Written request A ▸
Return the passage of the Art Aquarium post from "After seen so" up to and including "the information available.", word for word.

Fish and chips[1] 

After seen so many people with fake fishing rods in Milan (read selfie rods) my hunger for fish increased so, apart from eating mussels at a nearby restaurant, my search was again aided by my daughter who informed me that there was an Art Aquarium exhibition that promised to leave you with an open mouth! The information we found told us that the “Art Aquarium” had been in many cities in Japan and this was the first time that it has been staged outside the land of the rising sun. Its creator is Hidetomo Kimura, who has collaborated with Venini, the glass makers of Venice, since 2012 and the latter has been involved with the glass work of the show. “He (Kimura) is the first and only person to combine art, design, and interior with his life work aquarium” said the information available.

Extracted entries ▸
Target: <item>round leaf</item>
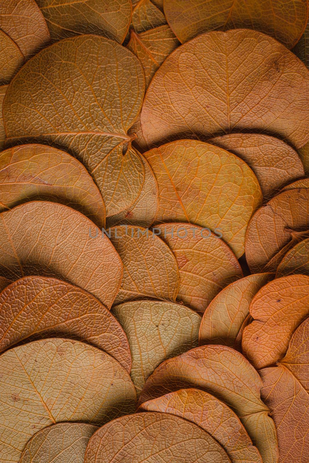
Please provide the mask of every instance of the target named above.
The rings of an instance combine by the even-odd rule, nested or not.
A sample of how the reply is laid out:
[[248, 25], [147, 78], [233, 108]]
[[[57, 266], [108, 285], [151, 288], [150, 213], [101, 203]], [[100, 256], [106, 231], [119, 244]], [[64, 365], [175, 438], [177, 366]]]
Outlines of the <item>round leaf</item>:
[[138, 58], [112, 40], [83, 35], [54, 44], [28, 61], [7, 89], [7, 142], [44, 142], [69, 151], [92, 175], [107, 215], [118, 213], [144, 182], [127, 132], [140, 110], [144, 81]]
[[272, 36], [291, 48], [299, 40], [308, 16], [307, 0], [165, 0], [164, 12], [183, 43], [210, 31], [244, 27]]
[[291, 273], [309, 275], [309, 238], [295, 244], [279, 264], [277, 277], [286, 276]]
[[0, 369], [2, 461], [19, 462], [29, 439], [47, 426], [101, 425], [135, 408], [128, 373], [107, 354], [77, 341], [57, 338], [15, 347], [0, 356]]
[[109, 233], [124, 267], [114, 303], [145, 297], [175, 300], [179, 286], [178, 266], [162, 240], [148, 228], [127, 225], [114, 227]]
[[283, 192], [257, 211], [246, 235], [252, 272], [275, 271], [286, 252], [308, 236], [309, 204], [309, 188], [301, 188]]
[[89, 439], [97, 426], [59, 423], [44, 428], [30, 439], [20, 463], [84, 463]]
[[50, 37], [35, 0], [1, 0], [0, 29], [18, 46], [25, 58], [43, 48]]
[[235, 255], [218, 235], [185, 223], [163, 224], [158, 228], [178, 263], [177, 300], [189, 307], [203, 313], [222, 288], [242, 276]]
[[0, 275], [38, 273], [78, 285], [110, 308], [120, 287], [121, 260], [84, 216], [62, 204], [33, 201], [0, 214]]
[[200, 344], [221, 344], [241, 350], [240, 337], [249, 315], [251, 301], [274, 276], [271, 273], [249, 275], [222, 289], [203, 316]]
[[0, 30], [0, 85], [8, 84], [24, 63], [24, 56], [16, 44]]
[[254, 298], [254, 319], [242, 336], [242, 349], [257, 369], [273, 365], [286, 351], [294, 330], [309, 313], [309, 277], [290, 275], [270, 282]]
[[130, 373], [131, 356], [125, 332], [88, 293], [56, 278], [25, 276], [0, 294], [0, 351], [25, 340], [56, 336], [101, 349]]
[[123, 42], [131, 18], [130, 0], [37, 0], [53, 41], [97, 34]]
[[208, 141], [231, 151], [247, 163], [257, 176], [265, 201], [271, 199], [287, 183], [304, 175], [296, 151], [273, 137], [231, 133]]
[[246, 164], [221, 148], [189, 140], [154, 148], [144, 156], [158, 184], [157, 221], [219, 229], [240, 257], [247, 225], [262, 201], [258, 180]]
[[101, 193], [82, 164], [63, 151], [29, 144], [0, 153], [0, 212], [27, 201], [67, 204], [101, 228], [105, 207]]
[[246, 131], [299, 148], [309, 139], [309, 71], [272, 38], [246, 29], [179, 47], [151, 81], [141, 114], [149, 148]]
[[146, 159], [142, 160], [145, 169], [145, 181], [135, 202], [128, 209], [112, 215], [107, 219], [107, 225], [118, 224], [149, 227], [153, 223], [159, 207], [157, 181]]
[[112, 312], [128, 337], [138, 396], [161, 362], [197, 345], [201, 318], [184, 306], [142, 300], [120, 304]]
[[108, 423], [89, 441], [85, 463], [229, 463], [213, 438], [196, 425], [164, 413], [139, 413]]
[[213, 395], [197, 389], [181, 389], [141, 405], [139, 410], [180, 416], [199, 426], [222, 445], [232, 463], [259, 462], [261, 456], [237, 416]]
[[161, 363], [146, 382], [139, 403], [183, 388], [204, 389], [239, 417], [263, 462], [275, 463], [276, 429], [261, 400], [262, 385], [258, 372], [239, 352], [224, 346], [203, 346]]
[[309, 319], [293, 334], [278, 366], [260, 373], [262, 395], [276, 424], [281, 463], [306, 463], [309, 452]]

Written request B ▸
Retype the listing from its first line up to and including the line with "Outlines of the", leaving out any pictures.

Correct output A ▸
After seen so many people with fake fishing rods in Milan (read selfie rods) my hunger for fish increased so, apart from eating mussels at a nearby restaurant, my search was again aided by my daughter who informed me that there was an Art Aquarium exhibition that promised to leave you with an open mouth! The information we found told us that the “Art Aquarium” had been in many cities in Japan and this was the first time that it has been staged outside the land of the rising sun. Its creator is Hidetomo Kimura, who has collaborated with Venini, the glass makers of Venice, since 2012 and the latter has been involved with the glass work of the show. “He (Kimura) is the first and only person to combine art, design, and interior with his life work aquarium” said the information available.

Correct output B ▸
Target: <item>round leaf</item>
Please provide the mask of every instance of the target named above.
The rings of an instance combine by the even-odd rule, nested or not.
A sample of how the reply is laid out:
[[248, 25], [147, 78], [233, 108]]
[[[57, 266], [108, 285], [151, 288], [150, 213], [101, 203]], [[100, 256], [106, 231], [119, 244]], [[64, 365], [175, 438], [177, 366]]]
Outlines of the <item>round leaf</item>:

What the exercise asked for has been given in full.